_Set task 1_
In the post about church multiplication in America, in which city did the church planter training take place?

_Text section_
=====

Why don’t we see a multiplication movement in churches in America? There are plenty of places around the world where multiplying movements are happening. Jessie and I have long-supported a missions group that works with unreached peoples, and their ministry thrives and multiplies. Multiplication is a feature of the Gospel, whether in the first century Roman Empire, hostile countries in the 21st century, or the Methodist Revival of the 1700s and 1800s. But we are not seeing multiplication in America.
[I am going to be mentioning something called Level 3 and Level 5 quite a bit in this post. For a summary of what that means from a previous post, click here]
Last month at a church planter training in Pittsburgh, I was talking to a missionary about the lack of a multiplication movement in America. As we were brainstorming ideas, we realized something: we kept hitting on the sociology of 20th/21st century America: individualized, private; distrustful of organization and institutions… but then we also reminded ourselves that if we say we have to change a culture in order for it to be ready for the Gospel, well, that would be the colonialist theory of missions, and we don’t want to try that again. It could be that America is the one place that is impervious to the Great Commission? I doubt it.

=====

_Available data_

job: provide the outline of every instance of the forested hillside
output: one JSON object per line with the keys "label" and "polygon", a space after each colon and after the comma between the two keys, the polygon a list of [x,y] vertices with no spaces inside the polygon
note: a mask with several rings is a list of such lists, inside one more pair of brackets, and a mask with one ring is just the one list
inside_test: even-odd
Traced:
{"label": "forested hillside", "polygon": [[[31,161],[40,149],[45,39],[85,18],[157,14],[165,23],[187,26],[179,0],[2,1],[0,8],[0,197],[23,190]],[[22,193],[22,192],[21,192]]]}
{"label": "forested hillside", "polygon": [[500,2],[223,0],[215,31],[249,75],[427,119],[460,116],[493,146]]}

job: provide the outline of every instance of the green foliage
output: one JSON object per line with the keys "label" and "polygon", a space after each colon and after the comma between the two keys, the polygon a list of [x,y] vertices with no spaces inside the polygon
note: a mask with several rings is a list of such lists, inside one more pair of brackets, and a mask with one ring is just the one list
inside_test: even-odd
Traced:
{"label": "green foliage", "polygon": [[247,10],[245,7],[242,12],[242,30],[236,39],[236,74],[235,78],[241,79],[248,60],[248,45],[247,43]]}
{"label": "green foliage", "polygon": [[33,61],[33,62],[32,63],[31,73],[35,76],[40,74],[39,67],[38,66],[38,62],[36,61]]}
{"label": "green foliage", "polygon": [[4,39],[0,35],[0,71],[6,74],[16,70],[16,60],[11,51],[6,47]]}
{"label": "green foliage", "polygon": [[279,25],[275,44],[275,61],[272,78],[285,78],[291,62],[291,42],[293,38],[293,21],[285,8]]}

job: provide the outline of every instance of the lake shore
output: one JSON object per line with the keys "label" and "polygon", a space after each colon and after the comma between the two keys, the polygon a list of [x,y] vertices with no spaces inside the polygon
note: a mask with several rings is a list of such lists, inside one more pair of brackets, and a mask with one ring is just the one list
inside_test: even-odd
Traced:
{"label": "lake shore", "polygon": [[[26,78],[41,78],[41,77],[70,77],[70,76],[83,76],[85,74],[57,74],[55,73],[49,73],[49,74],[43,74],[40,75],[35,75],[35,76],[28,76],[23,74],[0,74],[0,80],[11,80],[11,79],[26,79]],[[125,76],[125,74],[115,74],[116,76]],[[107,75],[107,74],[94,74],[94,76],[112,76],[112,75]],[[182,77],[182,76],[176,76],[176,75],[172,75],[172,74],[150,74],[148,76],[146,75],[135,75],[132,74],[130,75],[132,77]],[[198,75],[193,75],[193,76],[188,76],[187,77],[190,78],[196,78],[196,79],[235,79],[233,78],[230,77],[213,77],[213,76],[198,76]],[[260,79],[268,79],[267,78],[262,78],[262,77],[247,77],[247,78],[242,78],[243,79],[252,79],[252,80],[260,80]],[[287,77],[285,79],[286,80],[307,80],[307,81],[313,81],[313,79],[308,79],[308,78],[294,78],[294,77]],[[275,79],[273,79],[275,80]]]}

=====

_Set task 2_
Render the rows from the line containing "job: provide the outline of every instance of the lake" through the final line of the rows as a Markdown table with the columns No. and Line, numbering each line and omitting blank lines.

_Exercise solution 1_
Pittsburgh

_Exercise solution 2_
| No. | Line |
|---|---|
| 1 | job: provide the outline of every instance of the lake shore |
| 2 | output: one JSON object per line with the keys "label" and "polygon", a space after each colon and after the comma between the two keys, the polygon a list of [x,y] vertices with no spaces inside the polygon |
| 3 | note: a mask with several rings is a list of such lists, inside one more pair of brackets, and a mask with one ring is just the one list |
| 4 | inside_test: even-odd |
| 5 | Traced: |
| 6 | {"label": "lake shore", "polygon": [[[26,78],[41,78],[41,77],[70,77],[70,76],[83,76],[85,74],[57,74],[55,73],[49,73],[49,74],[43,74],[40,75],[35,75],[35,76],[28,76],[23,74],[0,74],[0,80],[11,80],[11,79],[26,79]],[[125,76],[125,74],[115,74],[116,76]],[[107,75],[107,74],[94,74],[94,76],[112,76],[112,75]],[[182,77],[182,76],[176,76],[176,75],[172,75],[172,74],[150,74],[148,76],[146,75],[135,75],[132,74],[130,75],[132,77]],[[198,75],[193,75],[193,76],[188,76],[187,77],[190,78],[196,78],[196,79],[235,79],[233,78],[230,77],[213,77],[213,76],[198,76]],[[260,79],[268,79],[267,78],[262,78],[262,77],[247,77],[247,78],[242,78],[243,79],[252,79],[252,80],[260,80]],[[287,77],[285,79],[286,80],[307,80],[307,81],[313,81],[313,79],[308,79],[308,78],[294,78],[294,77]],[[275,79],[273,79],[275,80]]]} |